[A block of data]
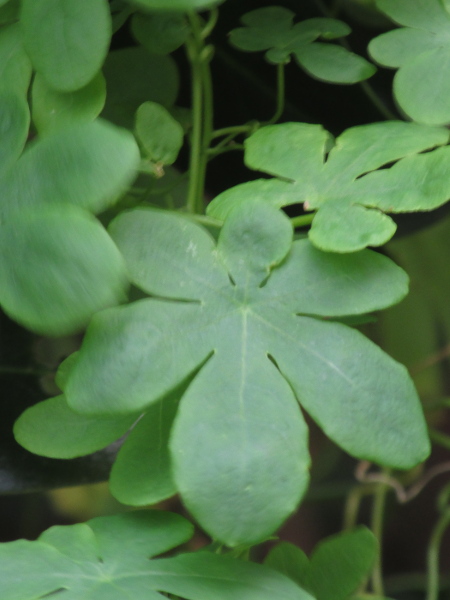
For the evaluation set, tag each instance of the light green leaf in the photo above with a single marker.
(54, 110)
(88, 164)
(108, 558)
(14, 125)
(237, 334)
(160, 33)
(134, 76)
(52, 429)
(176, 5)
(343, 180)
(271, 28)
(421, 52)
(15, 66)
(159, 133)
(66, 41)
(54, 283)
(142, 473)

#### Task
Reproduce all the records verbatim, excluding images.

#### Task answer
For the evaluation set, tag each instance of the light green leaf in the photo above with a single marker.
(54, 110)
(88, 164)
(108, 558)
(14, 125)
(237, 334)
(160, 33)
(134, 76)
(52, 429)
(176, 5)
(343, 180)
(271, 28)
(421, 52)
(15, 66)
(159, 133)
(66, 41)
(54, 283)
(142, 473)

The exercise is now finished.